A complete, unaltered copy of the listing is needed. Write it out.

══ Available data ══

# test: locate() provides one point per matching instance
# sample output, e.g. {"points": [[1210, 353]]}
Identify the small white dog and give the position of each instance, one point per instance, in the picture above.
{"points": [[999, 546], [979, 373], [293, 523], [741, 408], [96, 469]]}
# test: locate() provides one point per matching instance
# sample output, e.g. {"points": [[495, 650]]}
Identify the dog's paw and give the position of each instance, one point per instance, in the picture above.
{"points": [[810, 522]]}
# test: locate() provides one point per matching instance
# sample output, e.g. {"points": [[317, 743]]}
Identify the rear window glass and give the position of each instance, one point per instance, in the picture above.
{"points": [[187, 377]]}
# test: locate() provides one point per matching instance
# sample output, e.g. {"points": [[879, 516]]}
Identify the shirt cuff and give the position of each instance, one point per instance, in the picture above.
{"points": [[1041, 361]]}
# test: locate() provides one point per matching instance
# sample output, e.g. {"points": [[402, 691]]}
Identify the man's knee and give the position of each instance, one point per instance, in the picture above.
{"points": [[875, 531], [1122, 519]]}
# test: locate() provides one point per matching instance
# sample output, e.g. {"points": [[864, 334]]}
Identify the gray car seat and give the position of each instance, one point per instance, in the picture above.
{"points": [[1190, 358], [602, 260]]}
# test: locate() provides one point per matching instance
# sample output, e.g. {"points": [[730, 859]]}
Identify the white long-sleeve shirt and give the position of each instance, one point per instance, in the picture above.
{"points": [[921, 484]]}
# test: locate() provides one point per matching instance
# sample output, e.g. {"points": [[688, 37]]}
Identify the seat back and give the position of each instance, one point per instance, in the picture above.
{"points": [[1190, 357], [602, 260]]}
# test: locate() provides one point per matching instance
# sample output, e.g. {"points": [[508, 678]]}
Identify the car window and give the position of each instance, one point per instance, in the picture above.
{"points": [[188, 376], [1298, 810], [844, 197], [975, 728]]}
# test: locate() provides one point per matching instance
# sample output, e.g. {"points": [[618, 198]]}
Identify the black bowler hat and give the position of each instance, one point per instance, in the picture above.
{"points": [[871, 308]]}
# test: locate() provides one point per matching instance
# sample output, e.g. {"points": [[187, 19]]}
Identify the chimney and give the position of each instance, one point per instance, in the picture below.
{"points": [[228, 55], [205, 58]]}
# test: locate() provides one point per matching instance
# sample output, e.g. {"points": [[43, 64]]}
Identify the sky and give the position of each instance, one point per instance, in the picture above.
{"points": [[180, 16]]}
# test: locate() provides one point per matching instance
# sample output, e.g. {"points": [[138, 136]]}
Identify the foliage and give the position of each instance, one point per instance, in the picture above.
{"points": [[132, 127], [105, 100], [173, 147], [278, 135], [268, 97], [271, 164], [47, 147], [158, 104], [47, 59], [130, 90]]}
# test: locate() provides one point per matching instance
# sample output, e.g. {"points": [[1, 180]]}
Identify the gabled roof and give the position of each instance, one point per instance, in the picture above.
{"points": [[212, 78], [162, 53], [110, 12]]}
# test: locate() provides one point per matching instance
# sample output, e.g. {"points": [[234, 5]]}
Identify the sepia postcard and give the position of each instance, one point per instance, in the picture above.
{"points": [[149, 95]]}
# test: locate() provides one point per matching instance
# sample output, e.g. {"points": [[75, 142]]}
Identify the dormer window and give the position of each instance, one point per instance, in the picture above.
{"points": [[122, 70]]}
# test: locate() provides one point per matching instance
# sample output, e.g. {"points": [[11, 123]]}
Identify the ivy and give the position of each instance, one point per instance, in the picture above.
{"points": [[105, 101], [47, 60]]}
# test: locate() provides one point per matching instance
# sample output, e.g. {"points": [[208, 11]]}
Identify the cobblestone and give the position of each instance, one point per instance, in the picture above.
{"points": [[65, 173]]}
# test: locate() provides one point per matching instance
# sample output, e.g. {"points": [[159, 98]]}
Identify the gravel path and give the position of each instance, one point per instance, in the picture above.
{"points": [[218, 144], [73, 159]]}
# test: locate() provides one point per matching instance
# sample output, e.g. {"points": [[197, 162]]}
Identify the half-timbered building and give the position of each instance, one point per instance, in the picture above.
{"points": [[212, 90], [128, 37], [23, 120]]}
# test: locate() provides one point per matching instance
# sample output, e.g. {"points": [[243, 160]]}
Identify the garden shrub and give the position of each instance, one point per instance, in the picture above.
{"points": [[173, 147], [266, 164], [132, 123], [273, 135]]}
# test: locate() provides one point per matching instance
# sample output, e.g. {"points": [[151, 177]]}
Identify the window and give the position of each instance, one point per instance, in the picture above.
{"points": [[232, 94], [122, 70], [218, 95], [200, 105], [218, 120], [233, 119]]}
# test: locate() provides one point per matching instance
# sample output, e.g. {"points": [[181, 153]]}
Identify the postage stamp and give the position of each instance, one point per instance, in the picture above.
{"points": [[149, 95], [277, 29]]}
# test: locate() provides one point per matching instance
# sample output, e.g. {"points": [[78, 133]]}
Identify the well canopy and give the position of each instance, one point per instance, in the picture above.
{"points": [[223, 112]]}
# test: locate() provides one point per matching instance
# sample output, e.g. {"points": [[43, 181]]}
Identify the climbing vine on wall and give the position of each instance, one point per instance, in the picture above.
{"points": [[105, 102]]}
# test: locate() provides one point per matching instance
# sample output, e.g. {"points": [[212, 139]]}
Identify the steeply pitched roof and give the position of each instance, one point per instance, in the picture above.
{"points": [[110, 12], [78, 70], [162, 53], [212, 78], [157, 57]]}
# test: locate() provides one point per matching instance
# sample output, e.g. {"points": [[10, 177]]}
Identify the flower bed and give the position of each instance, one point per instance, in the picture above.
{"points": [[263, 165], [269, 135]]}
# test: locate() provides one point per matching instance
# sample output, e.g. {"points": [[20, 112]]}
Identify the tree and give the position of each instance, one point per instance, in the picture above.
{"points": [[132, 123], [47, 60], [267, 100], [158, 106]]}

═══

◆ **Answer to this task**
# test: locate() provides one point per matching instance
# sample output, e.g. {"points": [[1210, 353]]}
Identify the small white dog and give the position of each instance, one point per instance, in the picture above.
{"points": [[999, 546], [979, 373], [293, 523], [741, 408], [96, 469]]}
# test: locate() provides one point per matching instance
# sample output, e.g. {"points": [[495, 650]]}
Identify the dog's paw and give the position of each instance, one point per instance, in the picture above.
{"points": [[810, 522]]}
# test: locate() provides one point per matching instance
# sample output, e.g. {"points": [[317, 743]]}
Identify the rear window glass and give the position of each instance, one point per instance, in the picture above.
{"points": [[187, 377]]}
# test: locate() provides one point per matching instance
# sample output, e.g. {"points": [[879, 516]]}
Identify the shirt cuff and give the position of each instance, one point per instance, in the picture above.
{"points": [[1041, 361]]}
# test: locate() provides one point per matching instance
# sample output, e.g. {"points": [[402, 691]]}
Identify the man's knee and give the position of each instance, one point per instance, in the picture above.
{"points": [[875, 531], [1122, 519]]}
# test: locate() provides one point per matching instance
# sample output, e.g. {"points": [[864, 334]]}
Identify the gray car seat and give the position of each instance, one point per instance, in the picture above.
{"points": [[1190, 358], [602, 260]]}
# test: locate() provides one point per matching instance
# sample output, e.g. {"points": [[730, 859]]}
Identify the white long-sleeve shirt and give the position of each instance, one point per instance, in the picture above.
{"points": [[921, 484]]}
# test: locate() provides one point per matching instance
# sample output, e.g. {"points": [[688, 37]]}
Identify the seat back and give the position of each instance, one point per instance, in the picture above.
{"points": [[1190, 357], [602, 260]]}
# test: locate() provides one point per matching instance
# sample output, e.g. {"points": [[508, 678]]}
Identify the car window and give the position of each instance, one point per instance, in the picture above.
{"points": [[188, 376], [1298, 810], [844, 197], [975, 728]]}
# test: locate() provides one point per matching instance
# sample output, e.g. {"points": [[618, 198]]}
Identify the black bowler hat and give the position of each instance, one point per instance, in the picture above.
{"points": [[871, 308]]}
# test: locate() provides one point per matching instance
# sample output, e.g. {"points": [[187, 19]]}
Identify the chimney and give the position of each instance, one point per instance, in the picture below.
{"points": [[228, 55], [205, 58]]}
# test: locate() provides one point per matching instance
# sample output, e.g. {"points": [[43, 64]]}
Identify the sky and give the position of each instance, one point per instance, in the picture above.
{"points": [[180, 16]]}
# test: locate() provides one point per matching instance
# sample output, e.g. {"points": [[138, 136]]}
Identify the foliage and give the position of each instance, one point per instance, in the picture above.
{"points": [[132, 127], [105, 100], [173, 147], [278, 135], [268, 97], [271, 164], [47, 147], [158, 104], [47, 59], [130, 90]]}
# test: locate() provides one point per matching instance
# sample output, e.g. {"points": [[1, 180]]}
Identify the gabled roof and give the position of each instance, one point per instance, in the picture above.
{"points": [[212, 78], [162, 53], [110, 12]]}
# test: locate() provides one point per matching instance
# sample output, e.g. {"points": [[234, 5]]}
Identify the sepia postcard and give the position of each instance, one point per instance, in the picture above.
{"points": [[149, 95]]}
# test: locate() provides one point per matching instance
# sample output, e.g. {"points": [[75, 142]]}
Identify the dormer window and give the position of each instance, one point per instance, in the picture above.
{"points": [[122, 70]]}
# test: locate() provides one point per matching instance
# sample output, e.g. {"points": [[11, 123]]}
Identify the ivy and give the position of each instance, one point per instance, in the picture above.
{"points": [[105, 101], [47, 60]]}
# test: locate() provides one point per matching instance
# sample output, e.g. {"points": [[208, 11]]}
Identify the cobblestone and give the position of each instance, one point per instance, in the picture above.
{"points": [[65, 173]]}
# test: locate() provides one point per matching instance
# sample output, e.g. {"points": [[159, 98]]}
Identify the gravel path and give the position of each instance, one point per instance, in the picture above.
{"points": [[218, 144], [73, 159]]}
# test: locate() provides one point per matching instance
# sample output, e.g. {"points": [[197, 162]]}
Identify the half-timbered building and give the position of each instance, one point per instance, in the picture above.
{"points": [[212, 90], [128, 37], [23, 120]]}
# test: locate() provides one point per matching instance
# sample output, e.g. {"points": [[243, 160]]}
Identify the garden shrub and give the position of each instance, one point per instance, in the picture above.
{"points": [[173, 147], [266, 164], [132, 123], [273, 135]]}
# test: locate() provides one point per matching instance
# sample output, e.g. {"points": [[151, 177]]}
Identify the window and give the position of each instance, one point per instance, in the picture above.
{"points": [[232, 94], [122, 70], [218, 95], [200, 105], [218, 120], [233, 119]]}
# test: locate() provides one point per matching instance
# sample output, e.g. {"points": [[181, 153]]}
Identify the postage stamp and give the position of each instance, one point per instance, in the picture above.
{"points": [[149, 95], [277, 29]]}
# test: locate() provides one point per matching instance
# sample output, e.g. {"points": [[78, 133]]}
Identify the well canopy and give the position of each instance, one point per instance, in the picture above.
{"points": [[223, 112]]}
# test: locate() provides one point per matching instance
# sample output, e.g. {"points": [[43, 181]]}
Identify the climbing vine on wall and give the position of each instance, one point per instance, in the picture above.
{"points": [[105, 102]]}
# test: locate() provides one point per matching instance
# sample output, e.g. {"points": [[212, 139]]}
Identify the steeply pitched roof and give the position of each instance, one point per instance, in the picture above.
{"points": [[110, 12], [78, 70], [162, 53], [212, 78], [157, 57]]}
# test: locate() provides one point per matching instance
# sample output, e.g. {"points": [[10, 177]]}
Identify the flower bed and give the position of each instance, one point per instance, in the picture above.
{"points": [[263, 165], [269, 135]]}
# test: locate() provides one point per matching instance
# sample output, e.g. {"points": [[20, 112]]}
Identify the tree and give the position of each instance, one point per instance, in the picture above.
{"points": [[132, 123], [47, 60], [267, 100], [158, 106]]}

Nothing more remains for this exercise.